Exercise details:
Please set down every entry from the listing below, word for word.

Data in this exercise:
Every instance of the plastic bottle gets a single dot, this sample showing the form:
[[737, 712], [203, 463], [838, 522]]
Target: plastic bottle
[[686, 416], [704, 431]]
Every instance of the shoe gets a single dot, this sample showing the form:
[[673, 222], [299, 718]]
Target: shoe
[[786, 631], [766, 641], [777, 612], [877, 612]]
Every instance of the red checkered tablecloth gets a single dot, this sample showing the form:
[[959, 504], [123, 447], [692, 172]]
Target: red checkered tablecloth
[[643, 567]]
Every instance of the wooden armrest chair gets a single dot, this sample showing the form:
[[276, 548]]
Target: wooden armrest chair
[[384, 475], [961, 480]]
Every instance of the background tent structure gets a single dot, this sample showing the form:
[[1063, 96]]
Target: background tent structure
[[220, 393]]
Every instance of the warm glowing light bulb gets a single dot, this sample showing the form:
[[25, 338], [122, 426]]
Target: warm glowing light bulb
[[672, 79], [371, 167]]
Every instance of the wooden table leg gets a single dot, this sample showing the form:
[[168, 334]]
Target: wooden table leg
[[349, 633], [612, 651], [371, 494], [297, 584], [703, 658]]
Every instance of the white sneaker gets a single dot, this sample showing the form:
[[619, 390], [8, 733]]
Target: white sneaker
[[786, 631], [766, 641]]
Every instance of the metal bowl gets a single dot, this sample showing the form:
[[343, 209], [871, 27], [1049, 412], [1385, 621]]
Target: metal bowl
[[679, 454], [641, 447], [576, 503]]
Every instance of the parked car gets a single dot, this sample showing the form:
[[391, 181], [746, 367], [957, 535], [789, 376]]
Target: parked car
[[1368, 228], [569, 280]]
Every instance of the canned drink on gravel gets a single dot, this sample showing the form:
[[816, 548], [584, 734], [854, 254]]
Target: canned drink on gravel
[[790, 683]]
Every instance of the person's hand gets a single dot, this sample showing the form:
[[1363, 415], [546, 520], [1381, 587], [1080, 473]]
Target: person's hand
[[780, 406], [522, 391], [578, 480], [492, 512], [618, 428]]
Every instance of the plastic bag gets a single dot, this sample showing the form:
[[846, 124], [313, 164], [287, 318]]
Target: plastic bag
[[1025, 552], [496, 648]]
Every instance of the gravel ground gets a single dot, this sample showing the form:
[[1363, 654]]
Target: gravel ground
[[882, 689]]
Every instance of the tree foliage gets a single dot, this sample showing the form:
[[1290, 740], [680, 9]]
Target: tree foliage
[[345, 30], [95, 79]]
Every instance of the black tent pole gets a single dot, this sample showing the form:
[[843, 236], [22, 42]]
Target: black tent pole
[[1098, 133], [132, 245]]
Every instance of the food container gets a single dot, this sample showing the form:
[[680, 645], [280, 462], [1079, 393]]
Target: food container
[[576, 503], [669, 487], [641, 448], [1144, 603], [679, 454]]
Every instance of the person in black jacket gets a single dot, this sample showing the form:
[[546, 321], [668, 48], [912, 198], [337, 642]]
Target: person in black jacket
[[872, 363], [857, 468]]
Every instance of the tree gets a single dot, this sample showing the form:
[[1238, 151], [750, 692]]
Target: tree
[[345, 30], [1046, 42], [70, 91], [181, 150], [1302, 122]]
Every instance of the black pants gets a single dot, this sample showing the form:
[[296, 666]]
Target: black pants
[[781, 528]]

Written reply:
Every instance of the plastic bottle gets a single dot, this sample showing the form:
[[737, 712], [203, 463], [838, 522]]
Target: plastic bottle
[[686, 416], [704, 431]]
Every instance of the shoe gets a single dot, this sample showing the form:
[[673, 222], [299, 718]]
Target: shoe
[[786, 631], [766, 641], [777, 612], [877, 612]]
Every instance of the red checkered tablecloth gets a single dot, this sample showing the form:
[[959, 504], [123, 447], [692, 172]]
Target: red checkered tablecloth
[[643, 567]]
Every instance of the wooden armrest chair gets a single dot, this sample showing the form:
[[276, 548]]
Target: wooden armrest chair
[[384, 475], [961, 480]]
Every instance of the background tent structure gets a single dot, this sample showing the form:
[[1063, 96]]
Target: background tent structure
[[220, 393]]
Every instance of the warm glowing light bulb gets a single dot, this sample showing the form:
[[25, 338], [122, 426]]
Target: warm glowing light bulb
[[672, 79], [371, 167]]
Every instance of the wooden table leg gets a single dot, this sample showing the form:
[[168, 334]]
Target: wooden table leg
[[349, 633], [612, 651], [371, 494], [297, 584], [703, 658]]
Every instance of the white sneaker gets a single dot, this sample showing the form:
[[619, 390], [8, 733]]
Target: white sneaker
[[786, 631], [766, 641]]
Every instance of the metal bowl gets a single dot, this sample showing the form:
[[343, 209], [871, 27], [1049, 412], [1385, 621]]
Target: metal bowl
[[679, 454], [641, 447], [576, 503]]
Every instance of the parked car gets a single dot, this sample showing the form:
[[391, 181], [746, 367], [957, 535], [789, 376]]
Target: parked car
[[1368, 228], [569, 280]]
Every instance of the canned drink on gravel gets a single dot, this sample showing the form:
[[816, 548], [584, 734], [854, 254]]
Target: canned drink on gravel
[[790, 683]]
Every instance of the person's hand gets a single dot, this sample showing the form:
[[1363, 415], [546, 520], [1381, 587], [1080, 473]]
Target: person's hand
[[780, 406], [522, 391], [578, 480], [492, 512], [618, 428]]
Every instance of the plastic bag gets a single dot, this sample showing the form:
[[846, 124], [313, 164], [287, 318]]
Target: plastic bag
[[1025, 552], [496, 648]]
Every instance of the gravel ground gets a single dot, this sample showing the form:
[[1363, 654]]
Target: gravel ground
[[882, 689]]
Every instance of the tree foliage gets a single dot, this sample showing the form:
[[1290, 740], [680, 9]]
Target: tree foliage
[[345, 30], [95, 79]]
Every instance of the black tent pole gets a single dot, this sample showing the form:
[[843, 236], [22, 42]]
Target: black tent pole
[[1098, 133], [132, 245]]
Every instance of the food container gets a single dot, this sample showing the form:
[[680, 645], [280, 462], [1079, 393]]
Target: food container
[[576, 503], [669, 487], [641, 448], [1144, 603], [679, 454]]
Every instance of the person in black jacket gets a single dot, this sample showing the form:
[[546, 321], [668, 48], [912, 198], [337, 642]]
Target: person in black jacket
[[872, 363], [857, 468]]
Every instance of the tree gets a single dot, this sample showing the form:
[[1238, 151], [750, 692]]
Target: tree
[[345, 30], [1046, 42], [70, 91], [181, 150], [1302, 122]]
Every instance of the black pants gets a single dot, this sample showing the form:
[[296, 666]]
Target: black pants
[[781, 528]]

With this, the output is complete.